**Page excerpt**
>>>>

Fifteen Days, Christie Blatchford, 2008 winner of Governor General's Literary AwardChristie Blatchford is a Governor General’s Literary Award winner (Fifteen Days), and her introductory Author’s Notes for Helpless have this to say about the leadership of the OPP:

“As it turns out, the front line officers of the OPP were sold down the river too, by their senior ranks, in particular by two commissioners of the force, Gwen Boniface and Julian Fantino, who either subjugated themselves to government will, held their tongues or respectively dreamed up the disastrous operational plan for Caledonia and then stubbornly held onto it for dear life.”

Peter Worthington witnesses Lee Harvey Oswald shooting as Toronto Telegram reporter

Peter Worthington witnesses Lee Harvey Oswald shooting as Toronto Telegram reporter

Unlike Joe Warmington, Canada’s ‘legendary‘ Peter Worthington did read Helpless before he wrote:

“It is a horror story for ordinary people who were the victims of thuggery. But it’s a greater horror story for the OPP which behaved with negligence, dereliction of duty and, yes, cowardice. […] Top ranking OPP officers — starting with Commissioner Gwen Boniface and ending with Julian Fantino — wanted no trouble with Natives. By refusing to protect those threatened, or arresting those violating the law, senior ranks dishonoured themselves and the OPP. […] This is a landmark book that every citizen should read – and every politician and journalist. We’re all remiss for ignoring Caledonia’s message. And now Julian Fantino wants to be a federal MP and cabinet minister. Shame on him for Caledonia, and for his failure to lead.”

<<<<

**Records**
>>>>

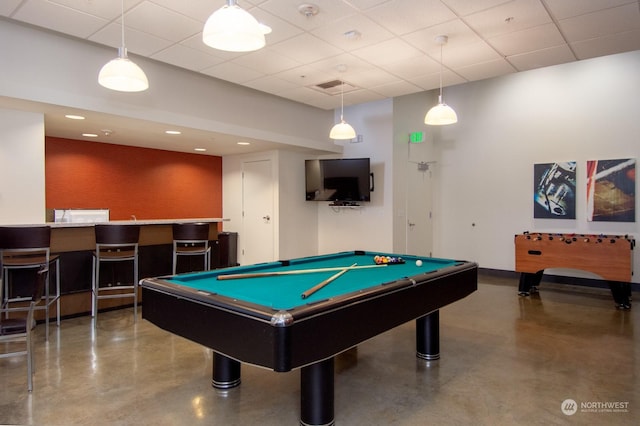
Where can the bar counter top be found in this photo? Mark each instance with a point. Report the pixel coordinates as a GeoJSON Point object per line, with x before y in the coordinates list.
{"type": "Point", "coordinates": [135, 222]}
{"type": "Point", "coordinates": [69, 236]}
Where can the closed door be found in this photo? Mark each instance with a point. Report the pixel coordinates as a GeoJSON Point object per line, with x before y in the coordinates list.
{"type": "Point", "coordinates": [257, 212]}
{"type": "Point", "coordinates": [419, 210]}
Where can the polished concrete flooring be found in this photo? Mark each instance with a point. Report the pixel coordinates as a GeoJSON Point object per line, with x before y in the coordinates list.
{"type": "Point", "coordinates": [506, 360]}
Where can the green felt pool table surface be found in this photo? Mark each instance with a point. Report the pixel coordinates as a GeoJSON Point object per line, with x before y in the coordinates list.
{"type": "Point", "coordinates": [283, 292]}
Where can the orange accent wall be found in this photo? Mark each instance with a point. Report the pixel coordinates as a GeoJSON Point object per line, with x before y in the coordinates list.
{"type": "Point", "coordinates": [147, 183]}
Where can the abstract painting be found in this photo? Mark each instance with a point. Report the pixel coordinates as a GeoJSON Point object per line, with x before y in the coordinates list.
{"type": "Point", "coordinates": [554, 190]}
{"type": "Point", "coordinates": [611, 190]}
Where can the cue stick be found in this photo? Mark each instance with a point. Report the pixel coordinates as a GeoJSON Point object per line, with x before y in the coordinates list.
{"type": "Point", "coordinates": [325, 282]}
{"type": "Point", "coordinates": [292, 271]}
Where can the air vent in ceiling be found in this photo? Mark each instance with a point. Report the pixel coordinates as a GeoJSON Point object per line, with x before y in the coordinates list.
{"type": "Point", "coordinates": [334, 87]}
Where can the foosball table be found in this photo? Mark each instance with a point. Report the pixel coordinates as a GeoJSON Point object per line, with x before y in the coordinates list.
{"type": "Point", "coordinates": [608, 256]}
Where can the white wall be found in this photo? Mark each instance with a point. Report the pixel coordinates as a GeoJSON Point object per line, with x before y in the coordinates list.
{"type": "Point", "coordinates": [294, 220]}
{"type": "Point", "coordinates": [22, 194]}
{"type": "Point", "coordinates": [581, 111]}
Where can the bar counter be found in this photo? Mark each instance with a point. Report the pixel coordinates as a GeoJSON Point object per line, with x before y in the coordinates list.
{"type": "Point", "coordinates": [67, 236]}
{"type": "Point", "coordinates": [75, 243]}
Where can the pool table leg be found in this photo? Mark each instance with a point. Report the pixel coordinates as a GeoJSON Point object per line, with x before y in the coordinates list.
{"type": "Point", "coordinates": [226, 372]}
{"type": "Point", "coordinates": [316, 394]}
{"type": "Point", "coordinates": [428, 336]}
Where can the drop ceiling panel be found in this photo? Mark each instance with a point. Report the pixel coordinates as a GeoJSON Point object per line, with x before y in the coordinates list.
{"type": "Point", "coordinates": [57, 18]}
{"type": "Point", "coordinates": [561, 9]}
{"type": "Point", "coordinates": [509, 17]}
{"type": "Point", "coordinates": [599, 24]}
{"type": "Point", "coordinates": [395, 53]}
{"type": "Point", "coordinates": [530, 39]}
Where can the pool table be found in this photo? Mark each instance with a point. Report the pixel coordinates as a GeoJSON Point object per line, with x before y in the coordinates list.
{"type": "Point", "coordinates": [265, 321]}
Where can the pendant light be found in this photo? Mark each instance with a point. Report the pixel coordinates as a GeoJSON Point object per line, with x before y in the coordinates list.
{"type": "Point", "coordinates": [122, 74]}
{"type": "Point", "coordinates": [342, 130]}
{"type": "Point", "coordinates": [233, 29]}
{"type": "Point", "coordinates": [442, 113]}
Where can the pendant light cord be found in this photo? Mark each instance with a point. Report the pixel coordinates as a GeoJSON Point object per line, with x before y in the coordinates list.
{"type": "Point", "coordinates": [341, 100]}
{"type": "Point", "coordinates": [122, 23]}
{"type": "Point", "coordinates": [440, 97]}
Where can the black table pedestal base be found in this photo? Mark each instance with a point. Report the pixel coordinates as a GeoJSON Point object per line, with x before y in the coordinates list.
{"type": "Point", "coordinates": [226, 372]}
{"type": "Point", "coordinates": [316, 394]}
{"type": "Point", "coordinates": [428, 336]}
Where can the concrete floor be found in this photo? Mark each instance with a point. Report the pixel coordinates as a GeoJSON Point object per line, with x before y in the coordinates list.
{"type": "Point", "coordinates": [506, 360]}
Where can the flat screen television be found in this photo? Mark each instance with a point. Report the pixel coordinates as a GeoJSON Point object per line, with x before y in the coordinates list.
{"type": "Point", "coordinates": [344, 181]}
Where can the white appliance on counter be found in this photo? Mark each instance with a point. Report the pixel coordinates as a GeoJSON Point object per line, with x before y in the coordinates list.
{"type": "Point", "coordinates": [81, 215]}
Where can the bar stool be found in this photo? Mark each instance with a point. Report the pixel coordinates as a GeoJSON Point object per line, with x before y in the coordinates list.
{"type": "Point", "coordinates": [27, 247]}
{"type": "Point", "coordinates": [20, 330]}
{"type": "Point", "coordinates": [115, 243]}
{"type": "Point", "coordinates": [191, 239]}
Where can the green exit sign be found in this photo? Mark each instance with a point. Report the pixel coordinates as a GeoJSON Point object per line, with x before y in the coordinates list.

<<<<

**Directions**
[a] Answer these from the passage above about the book Helpless:
(i) Which award has Christie Blatchford won, and for which book?
(ii) Which two OPP commissioners does Blatchford name in her Author's Notes?
(iii) According to Peter Worthington, what does Julian Fantino now want to become?
[b] Pick up the passage above about the book Helpless after its final sentence and write the next part.

**Task answers**
[a]
(i) The Governor General's Literary Award, for Fifteen Days.
(ii) Gwen Boniface and Julian Fantino.
(iii) A federal MP and cabinet minister.

[b]
Two brilliant, award-winning journalists, one who researched the facts, and another who took the time to read what was written, came to the same conclusion that Caledonia was an absolute disaster because of OPP mismanagement and corruption, but the reporter who did NOT read the book blissfully concludes that the OPP were the ‘experts,’ and doubts they’ll ‘get their due.’

Once again, the people of Caledonia – and now, the brave officers of the OPP who stood up to help Christie Blatchford tell the story of how their force screwed everything up in Caledonia – have been betrayed by yet another advertising hack posing as a journalist. 

Joe Warmington’s story and his smarmy assertion that ‘freedom of the press’ compelled him to tell the OPP’s side of the story – without even bothering to read Blatchford’s well-researched book –  is a symbol for everything that is rotten about Canadian media, and especially its treatment of the Caledonia story during the past four years. Freedom of the press is useless if its practicioners are free to be so careless and/or wilfully blind when writing about an issue of national importance. 

Lucky thing Warmington isn’t working for me, I’d fire his ass or transfer him to an entry level position in the advertising department where he belongs.



Mark Vandermaas, Editor

3 responses to “Shoddy Caledonia journalism continues: Toronto Sun reporter didn’t read ‘Helpless’ before publishing OPP rebuttal to Blatchford, Worthington allegations

  1. I emailed my disgust about JW waxing ignorant poetic on her book which he never read) and to think he wrote a syndicated column re. Caledonia. (I’m in the midst of reading it and I am captivated).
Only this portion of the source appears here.